*Testo fornito:*
☆ ☆ ☆

Le cause scriminanti sono quelle cause previste dal codice penale che rendono non penale, e quindi non perseguibile, un’azione apparentemente criminosa trasformandola in un’azione di autodifesa o comunque giustificabile
Alessandro Scassellati (AS): Siamo ad un nuovo appuntamento della rubrica “La pillola dell’avvocato”, con l’avvocato di Casa dei Diritti Sociali Marco Galdieri, e oggi proviamo ad affrontare un tema apparentemente complesso, le cause scriminanti, quel complesso di norme giuridiche del diritto penale che rendono un’azione non un reato penale perché introducono una serie di eccezioni che trasformano quest’azione, che normalmente verrebbe considerata un reato, in un’azione di autodifesa o comunque giustificabile e quindi non non reato.

☆ ☆ ☆

*Dati forniti:*

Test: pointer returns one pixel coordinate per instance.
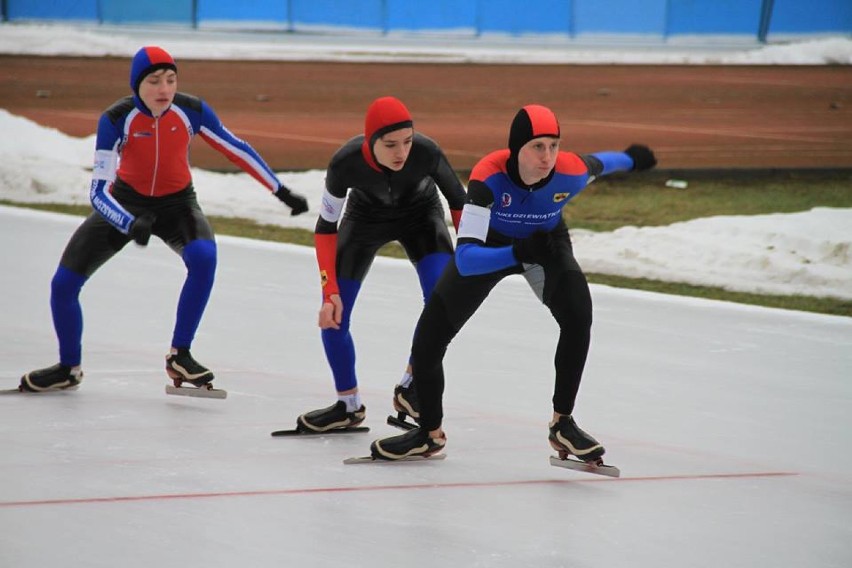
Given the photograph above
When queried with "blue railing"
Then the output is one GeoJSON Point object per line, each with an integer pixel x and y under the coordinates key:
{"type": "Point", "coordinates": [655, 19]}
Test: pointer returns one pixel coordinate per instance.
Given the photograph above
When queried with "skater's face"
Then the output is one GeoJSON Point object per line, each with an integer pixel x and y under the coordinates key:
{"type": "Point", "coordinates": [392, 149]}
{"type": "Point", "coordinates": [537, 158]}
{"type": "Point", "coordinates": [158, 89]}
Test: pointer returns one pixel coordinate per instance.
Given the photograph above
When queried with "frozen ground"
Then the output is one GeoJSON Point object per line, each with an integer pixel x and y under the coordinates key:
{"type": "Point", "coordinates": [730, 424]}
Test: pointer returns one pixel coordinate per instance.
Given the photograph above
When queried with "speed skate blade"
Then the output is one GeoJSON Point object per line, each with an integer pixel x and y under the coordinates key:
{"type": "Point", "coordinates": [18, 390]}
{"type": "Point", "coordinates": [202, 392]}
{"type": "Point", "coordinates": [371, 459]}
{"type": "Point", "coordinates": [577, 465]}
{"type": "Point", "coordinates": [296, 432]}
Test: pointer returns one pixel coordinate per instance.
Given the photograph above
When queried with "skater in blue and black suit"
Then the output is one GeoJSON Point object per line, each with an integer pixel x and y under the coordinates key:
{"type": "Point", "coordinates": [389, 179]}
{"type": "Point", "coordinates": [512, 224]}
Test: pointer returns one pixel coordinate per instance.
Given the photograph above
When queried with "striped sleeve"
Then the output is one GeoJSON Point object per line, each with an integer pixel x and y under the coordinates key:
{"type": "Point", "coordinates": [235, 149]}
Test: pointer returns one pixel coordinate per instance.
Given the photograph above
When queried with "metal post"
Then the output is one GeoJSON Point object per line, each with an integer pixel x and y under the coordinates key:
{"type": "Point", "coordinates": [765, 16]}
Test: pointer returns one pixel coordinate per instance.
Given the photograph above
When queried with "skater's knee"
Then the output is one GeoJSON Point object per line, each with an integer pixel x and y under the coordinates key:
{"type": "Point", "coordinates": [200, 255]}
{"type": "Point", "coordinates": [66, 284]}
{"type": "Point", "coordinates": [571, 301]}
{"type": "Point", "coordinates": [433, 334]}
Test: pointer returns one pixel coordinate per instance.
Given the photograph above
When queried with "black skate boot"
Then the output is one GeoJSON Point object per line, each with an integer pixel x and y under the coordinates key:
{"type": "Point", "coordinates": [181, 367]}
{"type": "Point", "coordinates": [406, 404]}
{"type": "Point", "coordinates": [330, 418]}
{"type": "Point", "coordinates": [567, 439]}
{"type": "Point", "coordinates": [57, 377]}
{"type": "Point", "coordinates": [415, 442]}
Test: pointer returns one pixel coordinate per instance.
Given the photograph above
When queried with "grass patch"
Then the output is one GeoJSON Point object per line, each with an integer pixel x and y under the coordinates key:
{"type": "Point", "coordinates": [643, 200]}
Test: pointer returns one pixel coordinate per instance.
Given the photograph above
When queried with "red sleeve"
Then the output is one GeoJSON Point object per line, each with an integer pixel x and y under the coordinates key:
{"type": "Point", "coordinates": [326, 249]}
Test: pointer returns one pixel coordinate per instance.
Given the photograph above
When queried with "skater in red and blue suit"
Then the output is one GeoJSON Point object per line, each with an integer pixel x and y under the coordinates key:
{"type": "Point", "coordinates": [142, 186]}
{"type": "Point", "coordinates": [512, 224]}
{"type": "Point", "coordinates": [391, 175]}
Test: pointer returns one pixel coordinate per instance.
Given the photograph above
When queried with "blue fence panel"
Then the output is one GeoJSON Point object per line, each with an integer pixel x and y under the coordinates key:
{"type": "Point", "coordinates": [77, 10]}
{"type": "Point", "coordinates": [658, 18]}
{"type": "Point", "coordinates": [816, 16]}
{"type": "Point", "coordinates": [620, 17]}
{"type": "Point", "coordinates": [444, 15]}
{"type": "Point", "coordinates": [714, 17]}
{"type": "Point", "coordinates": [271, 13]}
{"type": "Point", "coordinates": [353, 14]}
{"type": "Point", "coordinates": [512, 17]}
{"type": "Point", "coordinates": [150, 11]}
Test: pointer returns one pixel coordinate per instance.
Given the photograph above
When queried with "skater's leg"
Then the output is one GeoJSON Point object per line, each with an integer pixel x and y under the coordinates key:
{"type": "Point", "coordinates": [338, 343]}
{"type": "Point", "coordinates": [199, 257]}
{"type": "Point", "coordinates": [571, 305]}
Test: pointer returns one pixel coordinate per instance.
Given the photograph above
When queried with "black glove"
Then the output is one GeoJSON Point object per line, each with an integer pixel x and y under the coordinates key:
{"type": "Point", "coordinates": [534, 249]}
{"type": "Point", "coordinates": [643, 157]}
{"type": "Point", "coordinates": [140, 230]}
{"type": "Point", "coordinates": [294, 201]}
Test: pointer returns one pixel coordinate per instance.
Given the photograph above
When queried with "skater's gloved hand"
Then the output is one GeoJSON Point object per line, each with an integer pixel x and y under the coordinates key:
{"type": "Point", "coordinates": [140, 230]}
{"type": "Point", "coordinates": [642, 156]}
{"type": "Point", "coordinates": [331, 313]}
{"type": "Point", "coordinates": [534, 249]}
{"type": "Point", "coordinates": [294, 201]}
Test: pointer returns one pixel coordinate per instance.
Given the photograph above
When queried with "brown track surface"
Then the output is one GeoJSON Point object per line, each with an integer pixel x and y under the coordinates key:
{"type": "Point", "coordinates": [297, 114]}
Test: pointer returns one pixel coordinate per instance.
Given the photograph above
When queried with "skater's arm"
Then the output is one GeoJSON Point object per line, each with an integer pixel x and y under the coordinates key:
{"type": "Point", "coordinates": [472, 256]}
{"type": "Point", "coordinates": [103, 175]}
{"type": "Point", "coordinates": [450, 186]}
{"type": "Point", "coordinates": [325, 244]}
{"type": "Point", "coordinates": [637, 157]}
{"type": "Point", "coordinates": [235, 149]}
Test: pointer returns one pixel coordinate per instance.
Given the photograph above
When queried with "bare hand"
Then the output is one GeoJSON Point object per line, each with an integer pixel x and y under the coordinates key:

☆ ☆ ☆

*Compiti da svolgere:*
(1) Come riassumeresti in due frasi il testo sulle cause scriminanti?
(2) Nel testo sulle cause scriminanti, riscrivi il tratto da "Le cause scriminanti sono" fino a "non non reato.", sostituendo "apparentemente" con "all'apparenza".
Le righe sono materiale a sé, distinto dal testo sulle cause scriminanti.

*Risposte complete:*
(1) Le cause scriminanti sono cause previste dal codice penale che rendono non penale, e quindi non perseguibile, un'azione apparentemente criminosa, trasformandola in un'azione di autodifesa o comunque giustificabile. Il tema viene affrontato nella rubrica "La pillola dell'avvocato" con Marco Galdieri, avvocato di Casa dei Diritti Sociali.

(2)
Le cause scriminanti sono quelle cause previste dal codice penale che rendono non penale, e quindi non perseguibile, un’azione all'apparenza criminosa trasformandola in un’azione di autodifesa o comunque giustificabile
Alessandro Scassellati (AS): Siamo ad un nuovo appuntamento della rubrica “La pillola dell’avvocato”, con l’avvocato di Casa dei Diritti Sociali Marco Galdieri, e oggi proviamo ad affrontare un tema all'apparenza complesso, le cause scriminanti, quel complesso di norme giuridiche del diritto penale che rendono un’azione non un reato penale perché introducono una serie di eccezioni che trasformano quest’azione, che normalmente verrebbe considerata un reato, in un’azione di autodifesa o comunque giustificabile e quindi non non reato.